[Bounding-box records]
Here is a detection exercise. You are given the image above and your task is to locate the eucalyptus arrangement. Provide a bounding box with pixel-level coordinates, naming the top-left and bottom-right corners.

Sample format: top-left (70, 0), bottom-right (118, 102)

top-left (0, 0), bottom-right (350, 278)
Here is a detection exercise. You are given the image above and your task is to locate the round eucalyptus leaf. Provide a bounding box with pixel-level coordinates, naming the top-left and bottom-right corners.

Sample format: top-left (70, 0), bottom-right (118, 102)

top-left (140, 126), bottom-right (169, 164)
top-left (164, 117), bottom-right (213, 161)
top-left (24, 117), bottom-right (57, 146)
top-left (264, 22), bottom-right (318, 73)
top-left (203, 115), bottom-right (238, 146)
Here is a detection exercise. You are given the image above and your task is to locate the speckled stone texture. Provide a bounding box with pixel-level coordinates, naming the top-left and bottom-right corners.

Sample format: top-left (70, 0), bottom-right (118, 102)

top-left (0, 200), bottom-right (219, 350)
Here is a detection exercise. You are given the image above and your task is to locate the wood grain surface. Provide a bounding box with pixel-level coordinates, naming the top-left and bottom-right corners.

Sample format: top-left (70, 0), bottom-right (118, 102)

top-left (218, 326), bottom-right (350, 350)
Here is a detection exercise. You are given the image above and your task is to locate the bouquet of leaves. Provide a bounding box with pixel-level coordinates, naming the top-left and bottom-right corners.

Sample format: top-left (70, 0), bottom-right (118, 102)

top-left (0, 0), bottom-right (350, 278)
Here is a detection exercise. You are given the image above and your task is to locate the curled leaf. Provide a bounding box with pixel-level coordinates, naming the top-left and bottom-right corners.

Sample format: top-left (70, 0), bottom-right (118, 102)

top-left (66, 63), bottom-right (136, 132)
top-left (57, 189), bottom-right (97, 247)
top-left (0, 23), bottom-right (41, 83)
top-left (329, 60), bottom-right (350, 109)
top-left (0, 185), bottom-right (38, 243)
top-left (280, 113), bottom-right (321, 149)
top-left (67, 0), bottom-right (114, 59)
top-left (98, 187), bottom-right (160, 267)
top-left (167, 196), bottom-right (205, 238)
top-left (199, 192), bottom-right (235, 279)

◆ INSTRUCTION ◆
Output all of the records above again, reproducing every line without any change.

◆ WORKED SOLUTION ◆
Here is a detection exercise. You are given the image above and your task is to locate the eucalyptus arrangement. Provide a bounding box with pixel-level coordinates, naming the top-left and bottom-right corners.

Sample format: top-left (70, 0), bottom-right (118, 102)

top-left (0, 0), bottom-right (350, 278)
Here is a detection exercise. You are given the image above and your task is to locate the round eucalyptus leaf. Provide a bounding box with pixel-level coordinates, naming the top-left and bottom-right corners.

Sample format: top-left (70, 0), bottom-right (118, 102)

top-left (140, 126), bottom-right (169, 164)
top-left (164, 117), bottom-right (213, 161)
top-left (24, 117), bottom-right (57, 146)
top-left (264, 22), bottom-right (318, 73)
top-left (203, 115), bottom-right (238, 146)
Here is a detection exercise. You are given the image above and your task is to locate the speckled stone texture. Provide a bounding box with pixel-level coordinates, naming the top-left and bottom-right corners.

Sample format: top-left (70, 0), bottom-right (118, 102)

top-left (0, 200), bottom-right (219, 350)
Here is a detection exercise. You are given the image above and your task is to locate the wood grain surface. Provide a bounding box with pixel-level coordinates, naming the top-left and bottom-right corners.

Sample format: top-left (70, 0), bottom-right (118, 102)

top-left (218, 326), bottom-right (350, 350)
Here is a detection exercise. You are given the image above and your task is to locate the bouquet of leaves. Provide a bounding box with pixel-level coordinates, naming the top-left and bottom-right corners.

Sample format: top-left (70, 0), bottom-right (118, 102)

top-left (0, 0), bottom-right (350, 278)
Here is a detection exercise. You are given the image above and your task is to locate the curled leaf. Provide a bounding box with pixel-level coordinates, naming the top-left and bottom-right corners.

Sample format: top-left (70, 0), bottom-right (118, 102)

top-left (66, 63), bottom-right (136, 132)
top-left (57, 189), bottom-right (97, 247)
top-left (0, 23), bottom-right (41, 83)
top-left (329, 60), bottom-right (350, 109)
top-left (0, 185), bottom-right (38, 243)
top-left (280, 113), bottom-right (321, 149)
top-left (67, 0), bottom-right (114, 59)
top-left (98, 187), bottom-right (160, 267)
top-left (167, 196), bottom-right (205, 238)
top-left (199, 192), bottom-right (235, 279)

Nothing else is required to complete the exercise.